Requirements:
Rewrite the rows starting with the line containing "Draw the outline of every instance of the concrete" and going on through the line containing "454], [858, 4]]", requests included, and raise every vertex coordinate in the outlines by 22.

■ ■ ■ ■ ■

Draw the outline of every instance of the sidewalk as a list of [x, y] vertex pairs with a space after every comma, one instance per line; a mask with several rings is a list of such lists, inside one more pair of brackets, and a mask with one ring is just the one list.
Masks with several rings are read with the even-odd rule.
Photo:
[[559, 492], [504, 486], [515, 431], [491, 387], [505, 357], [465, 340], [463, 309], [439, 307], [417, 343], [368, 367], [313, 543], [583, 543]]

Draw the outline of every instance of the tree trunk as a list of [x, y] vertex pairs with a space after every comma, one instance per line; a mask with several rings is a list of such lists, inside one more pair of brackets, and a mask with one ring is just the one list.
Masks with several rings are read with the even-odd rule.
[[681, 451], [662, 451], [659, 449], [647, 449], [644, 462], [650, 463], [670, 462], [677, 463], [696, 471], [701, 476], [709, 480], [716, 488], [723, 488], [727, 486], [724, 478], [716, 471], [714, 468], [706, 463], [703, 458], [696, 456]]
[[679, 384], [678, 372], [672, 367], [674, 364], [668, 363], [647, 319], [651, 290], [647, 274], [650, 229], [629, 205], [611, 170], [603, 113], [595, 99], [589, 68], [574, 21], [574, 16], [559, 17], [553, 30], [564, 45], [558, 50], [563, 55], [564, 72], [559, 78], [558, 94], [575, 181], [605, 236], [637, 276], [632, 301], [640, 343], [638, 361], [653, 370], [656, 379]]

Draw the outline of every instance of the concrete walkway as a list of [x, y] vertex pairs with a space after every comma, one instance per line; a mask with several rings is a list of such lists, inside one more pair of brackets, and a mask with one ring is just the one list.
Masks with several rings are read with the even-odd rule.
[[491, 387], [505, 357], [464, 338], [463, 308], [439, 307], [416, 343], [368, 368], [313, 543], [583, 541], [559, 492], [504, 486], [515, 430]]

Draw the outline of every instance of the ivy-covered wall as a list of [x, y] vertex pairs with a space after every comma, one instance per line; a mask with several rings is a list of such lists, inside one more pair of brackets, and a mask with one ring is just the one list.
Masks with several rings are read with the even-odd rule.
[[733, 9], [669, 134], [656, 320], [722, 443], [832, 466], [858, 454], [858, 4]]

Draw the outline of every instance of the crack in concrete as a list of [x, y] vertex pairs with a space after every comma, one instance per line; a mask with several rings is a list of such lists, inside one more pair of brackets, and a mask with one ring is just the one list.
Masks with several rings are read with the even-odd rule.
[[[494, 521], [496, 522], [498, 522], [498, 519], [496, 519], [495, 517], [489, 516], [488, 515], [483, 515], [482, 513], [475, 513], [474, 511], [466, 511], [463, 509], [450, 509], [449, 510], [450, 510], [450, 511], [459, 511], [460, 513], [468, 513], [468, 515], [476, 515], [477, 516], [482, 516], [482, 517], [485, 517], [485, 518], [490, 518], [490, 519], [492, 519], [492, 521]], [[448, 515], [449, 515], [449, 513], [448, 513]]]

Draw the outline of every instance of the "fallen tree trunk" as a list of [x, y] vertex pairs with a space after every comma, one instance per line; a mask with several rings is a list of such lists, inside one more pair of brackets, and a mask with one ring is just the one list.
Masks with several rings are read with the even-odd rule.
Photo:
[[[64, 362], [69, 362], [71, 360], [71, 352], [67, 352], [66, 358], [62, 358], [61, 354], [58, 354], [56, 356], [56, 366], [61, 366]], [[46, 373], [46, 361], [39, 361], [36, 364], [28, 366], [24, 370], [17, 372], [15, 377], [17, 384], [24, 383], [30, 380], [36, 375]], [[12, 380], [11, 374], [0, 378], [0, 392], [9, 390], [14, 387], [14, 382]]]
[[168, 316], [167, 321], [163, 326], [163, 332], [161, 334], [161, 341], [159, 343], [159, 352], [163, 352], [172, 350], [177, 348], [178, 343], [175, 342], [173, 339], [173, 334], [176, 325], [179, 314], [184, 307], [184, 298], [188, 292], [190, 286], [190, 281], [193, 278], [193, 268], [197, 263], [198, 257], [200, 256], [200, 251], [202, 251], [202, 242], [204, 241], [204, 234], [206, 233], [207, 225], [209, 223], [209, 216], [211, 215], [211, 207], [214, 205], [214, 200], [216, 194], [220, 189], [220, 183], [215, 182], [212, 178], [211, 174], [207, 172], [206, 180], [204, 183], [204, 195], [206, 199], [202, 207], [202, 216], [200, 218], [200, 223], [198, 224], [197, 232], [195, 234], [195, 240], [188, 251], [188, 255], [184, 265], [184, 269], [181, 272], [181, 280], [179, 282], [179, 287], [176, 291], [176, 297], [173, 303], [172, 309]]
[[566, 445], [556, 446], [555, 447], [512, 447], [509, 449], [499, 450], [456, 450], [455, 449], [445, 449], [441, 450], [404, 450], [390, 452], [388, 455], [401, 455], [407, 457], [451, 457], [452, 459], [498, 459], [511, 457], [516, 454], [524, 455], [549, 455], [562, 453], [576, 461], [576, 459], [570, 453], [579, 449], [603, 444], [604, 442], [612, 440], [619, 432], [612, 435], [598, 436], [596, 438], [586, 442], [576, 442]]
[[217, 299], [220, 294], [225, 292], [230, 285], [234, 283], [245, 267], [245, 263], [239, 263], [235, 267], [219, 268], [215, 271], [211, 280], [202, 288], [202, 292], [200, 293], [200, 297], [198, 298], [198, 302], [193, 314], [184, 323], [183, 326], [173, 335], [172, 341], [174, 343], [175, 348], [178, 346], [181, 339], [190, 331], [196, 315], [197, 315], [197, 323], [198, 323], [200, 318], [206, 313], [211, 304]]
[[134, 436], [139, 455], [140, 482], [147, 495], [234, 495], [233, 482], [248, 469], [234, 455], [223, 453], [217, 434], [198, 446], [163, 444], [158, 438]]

■ ■ ■ ■ ■

Final answer:
Draw the outline of every instance of the concrete walkway as a list of [x, y] vertex pairs with a space after every comma, one instance per line; a mask with several rings is a list of such lists, inside one more pair of brackets, and a mask with one ring is just the one list.
Masks with several rings are read with the even-odd rule.
[[513, 409], [527, 379], [486, 360], [485, 330], [461, 329], [438, 365], [390, 390], [335, 565], [605, 563], [581, 514], [526, 508], [537, 452]]

Draw the outline of every instance of the ivy-covered wall as a list of [x, y] vertex pairs with a space after every comma, one instance per line; a mask with several rings is a list of such lists, inside one more pair of brackets, and a mask with one ring is just the one list.
Masks with several rings are read with the even-odd rule.
[[755, 31], [691, 156], [678, 342], [744, 465], [854, 488], [880, 476], [880, 26]]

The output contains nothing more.